══ Selected excerpt ══
# Yellow Tractor Project



## caseydog

I just wanted to take a minute to plug an organization run by one of my high school classmates, and former neighbor in high school. 

The organization is called The Yellow Tractor Project, and it promotes neighborhood urban gardens, and cooking fresh foods in the Chicago area. 

My friend, Wendy, was motivated to start this organization after losing her mother and younger sister to cancer. Her little sister was kind of a little sister to me, too. She traveled with us on a two month tour of Europe. She was the youngest person on the trip, and all of us guys were like her personal Secret Service detail. 

Anyway, please click the link below, and check out what they are doing. 

The YELLOW TRACTOR PROJECT - The Yellow Tractor Project

https://www.youtube.com/watch?v=fBFT1oxQYtg

CD


----------



## Just Cooking

Excellent!!!


----------



## Cooking Goddess

Very nice, *CD*. Those are good people, lots of good people. Nice to see that going on in Chicago. Urban farming is finally starting to take off all over the country, which is a good thing. A few tidbits for others, in case you all are interested:

*The Secret Life of Beekeepers: Who is this guy anyway?* 

One of his apiary locations is just up the street from where Goober lives.

Median strip gardens in south-central LA? Yup, thanks to this guy: *Ron Finley's Guerilla Gardens*

Then there is the garden in Cleveland, just across the parking lot from West Side Market. We've never been able to time our trips to WSM so that we could buy from *Ohio City Farm* before they close for the day.


----------



## Kaneohegirlinaz

Good on your friend Wendy, CD!
Please pass along kudos for us will ya?


----------
═══
══ Excerpted records ══
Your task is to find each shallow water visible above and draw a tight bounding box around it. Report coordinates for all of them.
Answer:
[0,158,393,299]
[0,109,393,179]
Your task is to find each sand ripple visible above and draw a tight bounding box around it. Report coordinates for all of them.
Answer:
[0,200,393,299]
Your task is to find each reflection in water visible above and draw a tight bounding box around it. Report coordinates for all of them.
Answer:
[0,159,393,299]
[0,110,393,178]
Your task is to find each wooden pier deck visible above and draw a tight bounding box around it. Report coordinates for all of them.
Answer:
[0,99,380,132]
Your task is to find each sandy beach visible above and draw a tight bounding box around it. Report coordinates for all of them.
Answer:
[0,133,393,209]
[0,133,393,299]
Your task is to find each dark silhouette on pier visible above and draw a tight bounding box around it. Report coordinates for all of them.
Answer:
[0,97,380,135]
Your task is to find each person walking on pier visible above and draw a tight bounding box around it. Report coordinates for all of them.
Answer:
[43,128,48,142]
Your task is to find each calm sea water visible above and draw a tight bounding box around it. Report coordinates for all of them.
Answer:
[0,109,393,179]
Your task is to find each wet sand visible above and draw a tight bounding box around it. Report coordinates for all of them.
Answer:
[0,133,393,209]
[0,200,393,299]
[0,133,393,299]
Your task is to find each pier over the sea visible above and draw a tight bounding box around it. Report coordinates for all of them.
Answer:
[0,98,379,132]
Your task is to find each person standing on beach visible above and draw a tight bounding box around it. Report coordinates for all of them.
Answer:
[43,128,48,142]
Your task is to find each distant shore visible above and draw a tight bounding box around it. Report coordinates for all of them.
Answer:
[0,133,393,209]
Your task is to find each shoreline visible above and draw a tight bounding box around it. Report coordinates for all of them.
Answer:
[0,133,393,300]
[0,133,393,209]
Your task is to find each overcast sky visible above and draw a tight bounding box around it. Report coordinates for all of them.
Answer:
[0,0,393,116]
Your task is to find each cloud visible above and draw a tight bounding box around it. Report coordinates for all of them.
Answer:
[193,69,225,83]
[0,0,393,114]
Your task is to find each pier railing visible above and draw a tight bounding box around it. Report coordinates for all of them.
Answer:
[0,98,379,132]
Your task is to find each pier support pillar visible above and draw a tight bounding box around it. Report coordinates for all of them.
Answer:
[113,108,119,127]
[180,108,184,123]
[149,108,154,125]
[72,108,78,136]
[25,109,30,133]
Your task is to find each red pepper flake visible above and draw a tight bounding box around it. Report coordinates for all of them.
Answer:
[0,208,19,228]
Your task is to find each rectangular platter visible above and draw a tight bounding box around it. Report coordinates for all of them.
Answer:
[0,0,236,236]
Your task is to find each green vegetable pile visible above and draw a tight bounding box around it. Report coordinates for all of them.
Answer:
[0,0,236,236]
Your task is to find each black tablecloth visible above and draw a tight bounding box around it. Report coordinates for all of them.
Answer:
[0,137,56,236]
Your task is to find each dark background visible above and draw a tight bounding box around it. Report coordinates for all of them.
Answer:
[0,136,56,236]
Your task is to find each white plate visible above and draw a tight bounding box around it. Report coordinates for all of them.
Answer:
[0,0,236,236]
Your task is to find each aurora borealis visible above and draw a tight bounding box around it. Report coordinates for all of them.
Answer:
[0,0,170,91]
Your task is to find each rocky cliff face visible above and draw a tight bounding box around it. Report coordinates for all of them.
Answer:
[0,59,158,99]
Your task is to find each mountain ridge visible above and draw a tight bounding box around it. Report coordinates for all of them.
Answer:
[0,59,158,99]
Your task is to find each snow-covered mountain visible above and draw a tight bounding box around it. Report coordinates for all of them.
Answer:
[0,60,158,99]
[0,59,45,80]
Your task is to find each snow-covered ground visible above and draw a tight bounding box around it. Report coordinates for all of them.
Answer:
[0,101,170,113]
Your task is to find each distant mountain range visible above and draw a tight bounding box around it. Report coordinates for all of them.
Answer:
═══
◆ What is required
Please retype the Yellow Tractor Project thread from "## caseydog" up to and including "Secret Service detail.". Rely only on the Yellow Tractor Project thread, not on the listing.

◆ Solution to the problem
## caseydog

I just wanted to take a minute to plug an organization run by one of my high school classmates, and former neighbor in high school. 

The organization is called The Yellow Tractor Project, and it promotes neighborhood urban gardens, and cooking fresh foods in the Chicago area. 

My friend, Wendy, was motivated to start this organization after losing her mother and younger sister to cancer. Her little sister was kind of a little sister to me, too. She traveled with us on a two month tour of Europe. She was the youngest person on the trip, and all of us guys were like her personal Secret Service detail.